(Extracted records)
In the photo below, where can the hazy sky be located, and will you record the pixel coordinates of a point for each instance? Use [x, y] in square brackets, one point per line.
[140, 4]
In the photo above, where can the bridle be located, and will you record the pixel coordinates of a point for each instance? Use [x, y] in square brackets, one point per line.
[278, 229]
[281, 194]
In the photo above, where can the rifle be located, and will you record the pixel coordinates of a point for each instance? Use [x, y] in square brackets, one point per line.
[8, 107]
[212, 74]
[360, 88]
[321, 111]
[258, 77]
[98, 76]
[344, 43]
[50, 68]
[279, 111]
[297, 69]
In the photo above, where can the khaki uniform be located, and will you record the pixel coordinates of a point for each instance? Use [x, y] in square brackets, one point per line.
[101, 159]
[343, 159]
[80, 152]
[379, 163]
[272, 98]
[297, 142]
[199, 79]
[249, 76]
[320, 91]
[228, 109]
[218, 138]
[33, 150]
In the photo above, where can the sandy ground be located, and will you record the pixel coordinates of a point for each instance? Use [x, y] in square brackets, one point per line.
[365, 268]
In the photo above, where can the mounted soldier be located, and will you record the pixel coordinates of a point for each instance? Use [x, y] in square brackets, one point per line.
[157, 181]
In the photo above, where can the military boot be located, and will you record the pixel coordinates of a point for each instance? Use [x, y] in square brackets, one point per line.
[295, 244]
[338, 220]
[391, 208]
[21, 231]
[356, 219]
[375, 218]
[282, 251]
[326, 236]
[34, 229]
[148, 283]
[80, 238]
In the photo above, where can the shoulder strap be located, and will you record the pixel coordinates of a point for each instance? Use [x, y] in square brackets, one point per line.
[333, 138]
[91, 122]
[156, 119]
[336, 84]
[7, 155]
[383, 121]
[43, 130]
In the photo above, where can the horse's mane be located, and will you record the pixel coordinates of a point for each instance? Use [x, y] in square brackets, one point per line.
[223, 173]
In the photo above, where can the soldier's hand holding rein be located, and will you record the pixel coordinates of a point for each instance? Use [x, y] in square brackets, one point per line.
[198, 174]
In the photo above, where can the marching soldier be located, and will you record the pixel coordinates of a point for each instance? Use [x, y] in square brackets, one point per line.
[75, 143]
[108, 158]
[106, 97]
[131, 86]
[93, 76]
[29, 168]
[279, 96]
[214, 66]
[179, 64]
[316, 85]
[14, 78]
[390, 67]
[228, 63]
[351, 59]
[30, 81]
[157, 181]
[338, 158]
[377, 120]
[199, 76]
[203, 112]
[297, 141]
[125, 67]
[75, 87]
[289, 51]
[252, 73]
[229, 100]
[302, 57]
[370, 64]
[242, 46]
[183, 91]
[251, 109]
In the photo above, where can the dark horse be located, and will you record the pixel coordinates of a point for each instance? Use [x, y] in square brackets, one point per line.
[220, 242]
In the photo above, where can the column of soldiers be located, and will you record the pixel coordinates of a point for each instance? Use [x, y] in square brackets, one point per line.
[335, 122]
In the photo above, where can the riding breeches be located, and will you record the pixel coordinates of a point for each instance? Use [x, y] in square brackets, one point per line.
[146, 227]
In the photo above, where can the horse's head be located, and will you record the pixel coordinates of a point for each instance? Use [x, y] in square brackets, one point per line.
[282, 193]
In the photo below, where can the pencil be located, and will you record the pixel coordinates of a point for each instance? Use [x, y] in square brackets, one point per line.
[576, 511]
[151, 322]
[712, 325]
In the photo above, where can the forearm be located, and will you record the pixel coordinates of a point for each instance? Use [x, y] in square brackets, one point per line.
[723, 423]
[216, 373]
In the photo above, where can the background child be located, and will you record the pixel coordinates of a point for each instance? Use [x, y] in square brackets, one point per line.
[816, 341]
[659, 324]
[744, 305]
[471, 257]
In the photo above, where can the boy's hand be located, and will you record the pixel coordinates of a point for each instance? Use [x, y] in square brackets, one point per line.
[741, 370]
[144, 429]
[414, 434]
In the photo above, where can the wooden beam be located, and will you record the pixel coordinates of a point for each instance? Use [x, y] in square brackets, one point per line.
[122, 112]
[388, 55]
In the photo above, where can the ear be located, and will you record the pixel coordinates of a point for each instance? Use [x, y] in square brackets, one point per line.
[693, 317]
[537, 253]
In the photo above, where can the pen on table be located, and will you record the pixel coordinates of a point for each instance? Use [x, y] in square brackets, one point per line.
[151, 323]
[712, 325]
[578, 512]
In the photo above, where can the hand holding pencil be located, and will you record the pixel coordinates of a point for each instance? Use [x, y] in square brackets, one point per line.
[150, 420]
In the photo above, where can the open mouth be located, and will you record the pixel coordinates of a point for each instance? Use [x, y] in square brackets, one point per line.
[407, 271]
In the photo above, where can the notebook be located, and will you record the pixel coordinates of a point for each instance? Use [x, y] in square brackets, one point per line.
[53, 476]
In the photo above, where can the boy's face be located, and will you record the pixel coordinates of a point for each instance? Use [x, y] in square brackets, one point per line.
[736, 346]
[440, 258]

PROMPT:
Set out the complete listing exactly as shown.

ANSWER TO THE PROBLEM:
In the photo below, where can the hazy sky be located, and will you record the pixel coordinates of a point for each instance? Use [x, y] in square brackets, one point per line.
[140, 4]
In the photo above, where can the bridle be located, and will you record the pixel coordinates of a point for each instance? Use [x, y] in square brackets, one point per line.
[278, 229]
[281, 194]
In the photo above, where can the rifle be located, and will you record the pixel coordinates of a point for each instance? Use [x, y] in square brackets, one point per line.
[8, 107]
[212, 74]
[360, 88]
[321, 111]
[258, 77]
[98, 76]
[344, 43]
[50, 68]
[279, 111]
[297, 69]
In the photo above, where can the khaki uniform be located, and will you record the pixel coordinates of a point for each instance? Use [x, y] in square brackets, one point per line.
[101, 159]
[343, 159]
[80, 152]
[379, 163]
[272, 98]
[297, 142]
[199, 79]
[249, 76]
[320, 91]
[228, 109]
[218, 138]
[33, 150]
In the photo above, where can the sandy ground be located, and will you record the pixel coordinates of a point for each instance? Use [x, y] in square brackets, one point per line.
[365, 268]
In the photo above, where can the mounted soldier be located, and will you record the pixel coordinates of a point for each instance? Use [x, y] in square brackets, one point per line.
[157, 181]
In the photo above, where can the military boot be located, and will you record the pixel coordinates of a point for each instance? Use [x, y] in square brackets, one point per line.
[295, 244]
[338, 220]
[391, 208]
[21, 231]
[356, 219]
[375, 218]
[282, 251]
[326, 236]
[34, 229]
[148, 283]
[80, 238]
In the photo above, where can the shoulder strap be located, and will you record the pixel coordinates of a point for each instance? Use [x, y] in square brackets, one point per line.
[333, 138]
[91, 122]
[156, 119]
[336, 84]
[7, 155]
[383, 121]
[43, 130]
In the photo above, where can the horse's mane be located, and will you record the pixel coordinates of a point for each instance? Use [x, y] in square brackets, one point per line.
[223, 173]
In the photo above, where can the soldier's hand holding rein be located, and will you record the pixel coordinates of a point for each instance? Use [x, y] in square brackets, one point per line.
[198, 174]
In the photo above, where can the marching soldier be located, and will you record the pixel coordinates of a point for each instance? Use [x, y] in square brackets, one point per line.
[75, 143]
[108, 158]
[106, 97]
[131, 86]
[93, 76]
[29, 168]
[279, 96]
[214, 66]
[179, 64]
[316, 85]
[14, 78]
[390, 67]
[228, 63]
[351, 59]
[30, 81]
[157, 181]
[338, 158]
[377, 120]
[199, 76]
[203, 112]
[297, 141]
[125, 67]
[75, 87]
[289, 51]
[252, 73]
[229, 100]
[302, 57]
[370, 64]
[242, 46]
[183, 91]
[251, 109]
In the photo above, where can the dark horse be located, and will you record the pixel coordinates of a point for each instance? Use [x, y] in square brackets, one point per line.
[220, 242]
In the photo above, where can the column of soldiers be located, and will you record the pixel coordinates of a point for each instance? Use [x, y] in square brackets, one point per line.
[335, 122]
In the photo above, where can the riding breeches be located, and will you record the pixel coordinates of a point for each instance? Use [x, y] in square brackets, one point per line.
[146, 227]
In the photo above, where can the horse's head be located, and will you record the pixel coordinates of a point for each instance? Use [x, y] in square brackets, one point per line.
[282, 193]
In the photo below, where can the pencil be located, and will you record the pixel coordinates of a point for each instance? Use [x, y] in square brackets, one point per line.
[576, 511]
[151, 322]
[712, 325]
In the photo above, where can the forearm be located, and will you record the pixel coordinates of a point for each instance? Use [x, y] in square brackets, one point per line.
[723, 423]
[216, 373]
In the photo above, where can the background child be located, and will you record the pixel coordinates of a point for each instance? Use [x, y] in square brackets, one point per line.
[816, 341]
[659, 324]
[744, 305]
[471, 257]
In the photo above, where can the boy's hand be located, and will you record the pixel coordinates of a point for each instance? Use [x, y] in square brackets, one point per line.
[741, 370]
[144, 429]
[414, 434]
In the photo above, where can the wooden beam be located, and will you record the pixel coordinates of a point for each instance? Use [x, y] in square brackets, one point per line.
[122, 112]
[388, 55]
In the photo above, where can the ear be located, and will you record the pixel coordinates of a point for each instance? Use [x, y] in square brackets, one point per line.
[693, 317]
[537, 253]
In the photo above, where can the pen on table be located, and will you record the pixel coordinates of a point for each instance? Use [x, y] in square brackets, one point per line.
[151, 323]
[712, 325]
[578, 512]
In the photo above, where can the hand holding pencil be located, and will you record the pixel coordinates of a point for each instance? Use [x, y] in square brackets, one point per line.
[150, 420]
In the photo above, where can the open mouth be located, and will you record the pixel coordinates of a point for each instance? Use [x, y] in square brackets, one point per line.
[407, 271]
In the photo above, where can the notebook be located, and will you record the pixel coordinates of a point for each instance? Use [x, y] in square brackets, one point per line.
[53, 476]
In the photo above, where can the boy's face be located, and will you record the pixel coordinates of a point for each instance? Use [x, y] in square brackets, one point per line.
[736, 346]
[440, 258]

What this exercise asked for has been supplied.